[PROMPT]: Every entry must be copied word for word.

Natural-language object grounding data
- - - -

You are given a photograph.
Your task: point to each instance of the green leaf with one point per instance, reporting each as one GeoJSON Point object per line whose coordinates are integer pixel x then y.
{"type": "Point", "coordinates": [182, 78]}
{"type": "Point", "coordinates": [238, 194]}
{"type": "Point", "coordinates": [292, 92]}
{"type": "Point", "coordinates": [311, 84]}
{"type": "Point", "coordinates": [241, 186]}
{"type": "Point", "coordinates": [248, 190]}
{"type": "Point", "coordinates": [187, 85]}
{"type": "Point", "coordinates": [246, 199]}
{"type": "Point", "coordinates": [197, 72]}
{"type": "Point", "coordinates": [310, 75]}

- - - -

[SOLUTION TO THIS TASK]:
You are given a photograph.
Your task: point to each instance of the green leaf with one point per instance, reporting each as one GeoJSON Point object per line whose coordinates are integer pixel x then y.
{"type": "Point", "coordinates": [182, 78]}
{"type": "Point", "coordinates": [238, 194]}
{"type": "Point", "coordinates": [292, 92]}
{"type": "Point", "coordinates": [311, 84]}
{"type": "Point", "coordinates": [241, 186]}
{"type": "Point", "coordinates": [248, 190]}
{"type": "Point", "coordinates": [187, 85]}
{"type": "Point", "coordinates": [246, 199]}
{"type": "Point", "coordinates": [197, 72]}
{"type": "Point", "coordinates": [310, 75]}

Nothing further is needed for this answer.